PAGE EXCERPT:
Granted, some of these laws are being loosened. The Texas Medical Board is issuing temporary permits to allow physicians coming from Louisiana and other states to provide medical attention to Katrina victims. Louisiana has temporarily authorized licensed medical professionals and personnel in other states to offer their medical services in Louisiana, as long as they have a current state license and a good record in their home state. Much more needs to be done.
Numerous studies have shown that nurses, physician's assistants and paramedics can deliver high quality primary care and pass patients with complicated problems on to physicians when needed. Yet antiquated state laws all too often stand in the way. Ironically, paramedics who patch up soldiers in Iraq would be breaking the law if they did the same thing for Katrina victims.
These medical practice statutes aren't protecting patients. They are protecting members of the medical profession. In some parts of the country, "minute clinics" in shopping malls allow nurses to give flu shots, take temperatures, prescribe antibiotics and deliver other timely, inexpensive care. Surely, Katrina's victims deserve the same opportunities as middle-class shoppers at a Target store in Minnesota.
Freedom to Obtain Housing. Custom homes are the most expensive to build. Modular homes built in a factory and assembled on-site are a lower-cost alternative. Yet in many cities, modular homes have been barred from the market by zoning laws and building codes. However, such regulations are there to protect real estate interests, not consumers.
In general, factory-built homes can be every bit as strong and well built as site-built homes, and can be constructed in a fraction of the time for a fraction of the price. Modular homes must pass rigorous standards and inspections to satisfy strict federal safety standards. Under an enterprise program, low-income families would have access to this promising market.
Freedom to Learn. More than 370,000 school children were displaced by Hurricane Katrina and must continue their education somewhere. No doubt public schools in Texas and other neighboring states are dreading the prospect of taking on the financial burden. But why should they have to? Why not create a win-win situation where both schools and children and their parents are free to choose.
Specifically, let every campus in the regions where displaced students are temporarily residing - every public, private or charter school - compete for these kids. For each student who enrolls, in addition to normal per-pupil funding the schools should receive $7,500 - the current average annual cost per pupil in the public schools, according to the Texas Education Commissioner. Note: All the money would go to the campus and none would go to the school district or other bureaucracies.
To get these extra funds, the schools would first have to attract new customers. And that would require a brand new way of thinking, particularly for public schools that are used to functioning as monopolies.
Schools that admit large numbers of Katrina evacuees should also be freed from other restrictions that limit the supply of qualified teachers. Mathematicians and scientists should be able to teach high school students without taking courses in education. And schools should be able to pay higher salaries if needed to lure good teachers and those with rare skills back into the classroom.
Conclusion. Katrina presents an opportunity to bypass special interests and solve problems in new and creative ways because the normal bureaucratic resistance is either nonexistent (as in New Orleans) or weakened by the flood of evacuees in neighboring states. We should not let the opportunity pass.
John C. Goodman is president of the National Center for Policy Analysis.

MATERIAL PROVIDED:
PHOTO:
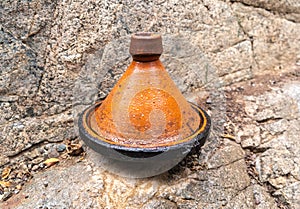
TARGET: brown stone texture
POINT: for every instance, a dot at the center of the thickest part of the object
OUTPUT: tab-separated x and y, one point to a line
238	59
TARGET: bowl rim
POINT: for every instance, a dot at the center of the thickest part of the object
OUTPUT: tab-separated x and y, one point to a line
88	134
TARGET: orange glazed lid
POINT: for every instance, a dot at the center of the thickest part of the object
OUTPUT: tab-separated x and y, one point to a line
145	108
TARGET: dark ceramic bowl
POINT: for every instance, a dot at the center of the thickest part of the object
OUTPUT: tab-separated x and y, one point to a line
157	159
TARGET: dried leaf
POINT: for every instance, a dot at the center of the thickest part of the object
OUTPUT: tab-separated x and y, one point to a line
74	149
51	161
5	172
5	183
228	136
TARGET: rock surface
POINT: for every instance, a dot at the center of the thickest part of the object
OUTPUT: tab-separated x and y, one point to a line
57	57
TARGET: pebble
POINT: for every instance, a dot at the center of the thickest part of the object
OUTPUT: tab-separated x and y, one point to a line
61	147
52	153
35	167
37	160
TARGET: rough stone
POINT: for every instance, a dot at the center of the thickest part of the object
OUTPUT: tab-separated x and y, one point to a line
60	56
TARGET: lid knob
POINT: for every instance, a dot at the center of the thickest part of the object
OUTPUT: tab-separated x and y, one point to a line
146	43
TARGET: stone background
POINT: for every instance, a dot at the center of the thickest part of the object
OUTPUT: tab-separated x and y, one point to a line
254	46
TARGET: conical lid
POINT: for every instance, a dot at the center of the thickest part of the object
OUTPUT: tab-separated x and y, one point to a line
145	108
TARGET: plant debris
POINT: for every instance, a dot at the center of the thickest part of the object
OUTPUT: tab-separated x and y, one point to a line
51	161
5	173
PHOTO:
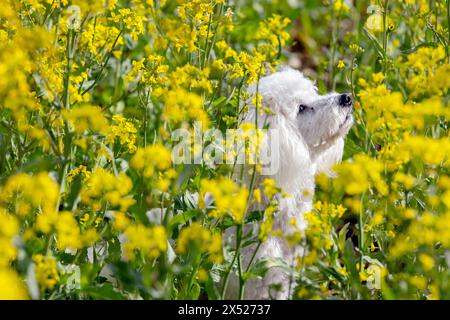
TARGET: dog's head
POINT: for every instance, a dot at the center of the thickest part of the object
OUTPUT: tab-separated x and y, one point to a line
317	122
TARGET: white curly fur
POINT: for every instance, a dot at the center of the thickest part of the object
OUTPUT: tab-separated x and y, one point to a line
311	141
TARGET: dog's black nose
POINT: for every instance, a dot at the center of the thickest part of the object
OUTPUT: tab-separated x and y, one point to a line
345	100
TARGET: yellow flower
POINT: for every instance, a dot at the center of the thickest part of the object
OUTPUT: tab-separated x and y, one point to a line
426	261
86	118
123	131
46	272
228	196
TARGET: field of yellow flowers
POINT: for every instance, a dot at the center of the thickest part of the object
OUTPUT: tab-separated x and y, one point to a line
92	207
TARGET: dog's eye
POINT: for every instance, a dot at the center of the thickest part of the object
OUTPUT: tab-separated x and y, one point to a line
302	108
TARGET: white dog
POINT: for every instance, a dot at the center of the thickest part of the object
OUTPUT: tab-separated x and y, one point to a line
311	131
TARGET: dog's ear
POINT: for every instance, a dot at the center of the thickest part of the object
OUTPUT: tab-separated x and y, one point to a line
294	162
329	157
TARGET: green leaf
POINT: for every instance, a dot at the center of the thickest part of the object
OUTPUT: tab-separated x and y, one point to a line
260	268
182	218
104	292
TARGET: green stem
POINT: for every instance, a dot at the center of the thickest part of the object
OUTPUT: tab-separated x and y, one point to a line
103	65
236	254
448	28
361	235
385	37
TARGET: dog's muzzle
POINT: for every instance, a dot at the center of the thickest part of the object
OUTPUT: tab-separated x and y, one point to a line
345	100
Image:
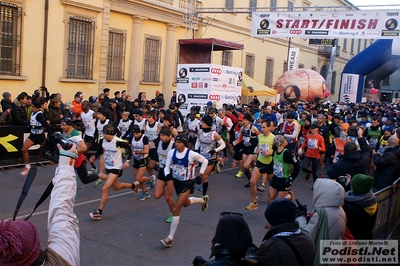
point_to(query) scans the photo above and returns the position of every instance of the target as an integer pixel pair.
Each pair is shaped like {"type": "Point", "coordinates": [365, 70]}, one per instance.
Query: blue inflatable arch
{"type": "Point", "coordinates": [377, 61]}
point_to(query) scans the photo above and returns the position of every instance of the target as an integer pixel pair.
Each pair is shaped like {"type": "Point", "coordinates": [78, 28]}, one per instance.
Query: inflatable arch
{"type": "Point", "coordinates": [379, 60]}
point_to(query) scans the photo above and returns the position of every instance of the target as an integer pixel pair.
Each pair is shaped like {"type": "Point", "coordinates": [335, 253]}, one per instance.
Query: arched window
{"type": "Point", "coordinates": [324, 71]}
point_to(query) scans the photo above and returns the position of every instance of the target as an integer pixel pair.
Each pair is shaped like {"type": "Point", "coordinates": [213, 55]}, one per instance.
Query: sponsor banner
{"type": "Point", "coordinates": [199, 83]}
{"type": "Point", "coordinates": [349, 88]}
{"type": "Point", "coordinates": [377, 252]}
{"type": "Point", "coordinates": [355, 24]}
{"type": "Point", "coordinates": [293, 57]}
{"type": "Point", "coordinates": [330, 68]}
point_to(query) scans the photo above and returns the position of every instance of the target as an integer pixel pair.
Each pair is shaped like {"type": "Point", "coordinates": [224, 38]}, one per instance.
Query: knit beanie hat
{"type": "Point", "coordinates": [6, 95]}
{"type": "Point", "coordinates": [182, 138]}
{"type": "Point", "coordinates": [248, 117]}
{"type": "Point", "coordinates": [361, 184]}
{"type": "Point", "coordinates": [165, 131]}
{"type": "Point", "coordinates": [19, 243]}
{"type": "Point", "coordinates": [393, 141]}
{"type": "Point", "coordinates": [280, 211]}
{"type": "Point", "coordinates": [207, 120]}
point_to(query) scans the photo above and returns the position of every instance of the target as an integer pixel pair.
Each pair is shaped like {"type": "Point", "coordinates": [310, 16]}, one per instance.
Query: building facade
{"type": "Point", "coordinates": [87, 45]}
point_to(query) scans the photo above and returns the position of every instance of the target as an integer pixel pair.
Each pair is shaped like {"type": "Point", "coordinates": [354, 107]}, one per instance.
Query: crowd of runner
{"type": "Point", "coordinates": [358, 143]}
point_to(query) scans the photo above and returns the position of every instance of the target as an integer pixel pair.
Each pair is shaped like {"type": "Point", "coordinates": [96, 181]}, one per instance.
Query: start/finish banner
{"type": "Point", "coordinates": [355, 24]}
{"type": "Point", "coordinates": [199, 83]}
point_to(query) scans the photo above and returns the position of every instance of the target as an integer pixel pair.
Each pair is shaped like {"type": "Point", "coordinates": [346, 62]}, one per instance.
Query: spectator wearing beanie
{"type": "Point", "coordinates": [360, 206]}
{"type": "Point", "coordinates": [353, 161]}
{"type": "Point", "coordinates": [231, 242]}
{"type": "Point", "coordinates": [6, 102]}
{"type": "Point", "coordinates": [283, 237]}
{"type": "Point", "coordinates": [387, 165]}
{"type": "Point", "coordinates": [19, 240]}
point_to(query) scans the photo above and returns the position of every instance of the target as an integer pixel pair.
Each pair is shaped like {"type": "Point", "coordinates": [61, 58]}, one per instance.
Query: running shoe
{"type": "Point", "coordinates": [169, 219]}
{"type": "Point", "coordinates": [217, 169]}
{"type": "Point", "coordinates": [145, 195]}
{"type": "Point", "coordinates": [92, 171]}
{"type": "Point", "coordinates": [308, 175]}
{"type": "Point", "coordinates": [98, 183]}
{"type": "Point", "coordinates": [135, 187]}
{"type": "Point", "coordinates": [95, 215]}
{"type": "Point", "coordinates": [25, 171]}
{"type": "Point", "coordinates": [252, 206]}
{"type": "Point", "coordinates": [167, 242]}
{"type": "Point", "coordinates": [152, 182]}
{"type": "Point", "coordinates": [233, 165]}
{"type": "Point", "coordinates": [204, 206]}
{"type": "Point", "coordinates": [261, 188]}
{"type": "Point", "coordinates": [248, 173]}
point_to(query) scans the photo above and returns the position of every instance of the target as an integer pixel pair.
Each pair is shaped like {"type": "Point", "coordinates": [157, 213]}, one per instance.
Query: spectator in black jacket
{"type": "Point", "coordinates": [160, 100]}
{"type": "Point", "coordinates": [41, 93]}
{"type": "Point", "coordinates": [18, 111]}
{"type": "Point", "coordinates": [352, 162]}
{"type": "Point", "coordinates": [106, 99]}
{"type": "Point", "coordinates": [387, 165]}
{"type": "Point", "coordinates": [114, 113]}
{"type": "Point", "coordinates": [360, 206]}
{"type": "Point", "coordinates": [6, 102]}
{"type": "Point", "coordinates": [231, 243]}
{"type": "Point", "coordinates": [285, 243]}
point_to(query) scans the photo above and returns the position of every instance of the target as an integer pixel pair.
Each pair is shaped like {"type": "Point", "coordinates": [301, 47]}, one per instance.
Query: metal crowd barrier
{"type": "Point", "coordinates": [388, 213]}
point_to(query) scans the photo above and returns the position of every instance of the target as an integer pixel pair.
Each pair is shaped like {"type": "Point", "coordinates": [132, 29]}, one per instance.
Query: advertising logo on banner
{"type": "Point", "coordinates": [349, 88]}
{"type": "Point", "coordinates": [355, 24]}
{"type": "Point", "coordinates": [198, 84]}
{"type": "Point", "coordinates": [293, 57]}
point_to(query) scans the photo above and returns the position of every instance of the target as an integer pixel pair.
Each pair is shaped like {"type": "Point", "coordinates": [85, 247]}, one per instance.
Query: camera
{"type": "Point", "coordinates": [352, 131]}
{"type": "Point", "coordinates": [50, 150]}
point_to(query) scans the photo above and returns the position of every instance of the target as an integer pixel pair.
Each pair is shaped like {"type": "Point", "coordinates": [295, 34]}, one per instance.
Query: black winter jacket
{"type": "Point", "coordinates": [274, 251]}
{"type": "Point", "coordinates": [361, 214]}
{"type": "Point", "coordinates": [18, 114]}
{"type": "Point", "coordinates": [353, 163]}
{"type": "Point", "coordinates": [387, 167]}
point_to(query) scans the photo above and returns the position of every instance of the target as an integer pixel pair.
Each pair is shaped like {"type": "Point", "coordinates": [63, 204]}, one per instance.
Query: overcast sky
{"type": "Point", "coordinates": [373, 2]}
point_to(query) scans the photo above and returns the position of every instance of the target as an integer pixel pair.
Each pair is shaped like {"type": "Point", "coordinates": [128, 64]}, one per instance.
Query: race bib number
{"type": "Point", "coordinates": [179, 172]}
{"type": "Point", "coordinates": [289, 140]}
{"type": "Point", "coordinates": [109, 158]}
{"type": "Point", "coordinates": [161, 160]}
{"type": "Point", "coordinates": [263, 147]}
{"type": "Point", "coordinates": [312, 143]}
{"type": "Point", "coordinates": [278, 169]}
{"type": "Point", "coordinates": [246, 141]}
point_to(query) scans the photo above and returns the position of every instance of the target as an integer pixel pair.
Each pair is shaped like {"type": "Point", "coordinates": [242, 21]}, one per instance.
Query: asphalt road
{"type": "Point", "coordinates": [130, 230]}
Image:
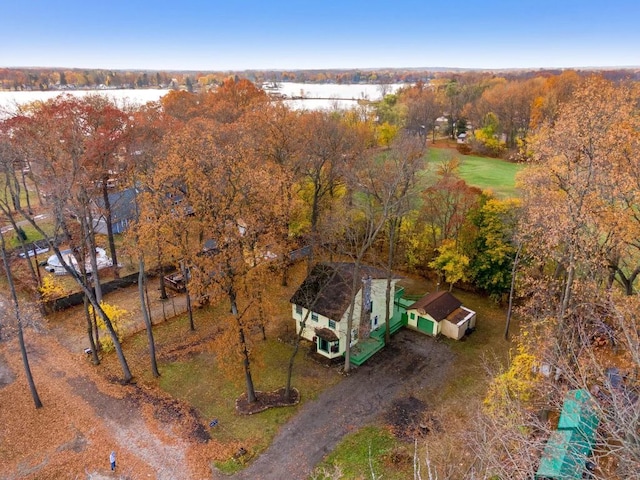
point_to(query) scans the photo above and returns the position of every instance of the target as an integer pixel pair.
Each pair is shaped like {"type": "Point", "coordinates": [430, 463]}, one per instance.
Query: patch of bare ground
{"type": "Point", "coordinates": [87, 414]}
{"type": "Point", "coordinates": [266, 400]}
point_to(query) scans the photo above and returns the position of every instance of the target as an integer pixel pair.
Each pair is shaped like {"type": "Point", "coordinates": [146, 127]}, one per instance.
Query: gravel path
{"type": "Point", "coordinates": [412, 363]}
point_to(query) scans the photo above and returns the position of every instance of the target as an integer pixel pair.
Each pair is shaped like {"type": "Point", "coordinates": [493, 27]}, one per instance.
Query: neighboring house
{"type": "Point", "coordinates": [320, 306]}
{"type": "Point", "coordinates": [440, 313]}
{"type": "Point", "coordinates": [57, 268]}
{"type": "Point", "coordinates": [123, 211]}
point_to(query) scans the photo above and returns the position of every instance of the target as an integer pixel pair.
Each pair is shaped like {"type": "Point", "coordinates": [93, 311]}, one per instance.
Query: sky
{"type": "Point", "coordinates": [226, 35]}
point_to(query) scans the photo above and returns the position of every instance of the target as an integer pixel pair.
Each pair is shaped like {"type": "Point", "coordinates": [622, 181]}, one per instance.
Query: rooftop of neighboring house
{"type": "Point", "coordinates": [122, 204]}
{"type": "Point", "coordinates": [327, 288]}
{"type": "Point", "coordinates": [439, 305]}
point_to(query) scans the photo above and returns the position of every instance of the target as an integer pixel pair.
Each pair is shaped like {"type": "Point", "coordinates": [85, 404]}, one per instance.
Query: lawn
{"type": "Point", "coordinates": [191, 372]}
{"type": "Point", "coordinates": [453, 406]}
{"type": "Point", "coordinates": [482, 172]}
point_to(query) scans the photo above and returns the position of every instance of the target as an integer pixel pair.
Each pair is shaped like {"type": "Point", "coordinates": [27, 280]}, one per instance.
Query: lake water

QUESTIONS ON THE MATERIAL:
1. In the essay on Katrina relief, how much money beyond normal per-pupil funding should a school receive for each displaced student who enrolls?
2. From the essay on Katrina relief, print the passage between "Conclusion. Katrina presents" and "the opportunity pass.", inclusive.
3. According to the essay on Katrina relief, which kinds of health workers have studies shown can deliver high-quality primary care?

RESPONSE LIST:
1. $7,500

2.
Conclusion. Katrina presents an opportunity to bypass special interests and solve problems in new and creative ways because the normal bureaucratic resistance is either nonexistent (as in New Orleans) or weakened by the flood of evacuees in neighboring states. We should not let the opportunity pass.

3. Nurses, physician's assistants, and paramedics.